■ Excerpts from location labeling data
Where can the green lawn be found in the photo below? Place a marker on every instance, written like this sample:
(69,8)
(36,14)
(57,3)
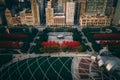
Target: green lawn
(39,68)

■ OBJECTIVE
Convert the items above into a JSON list of strings, one string per line, and skip any blank lines. Leave the pictures out of your answer.

■ TASK RESPONSE
[
  "Where can the green lawn be found in the photo below? Place a marker on every instance, written like this sample:",
  "(69,8)",
  "(36,14)",
  "(57,3)",
  "Target: green lawn",
  "(39,68)"
]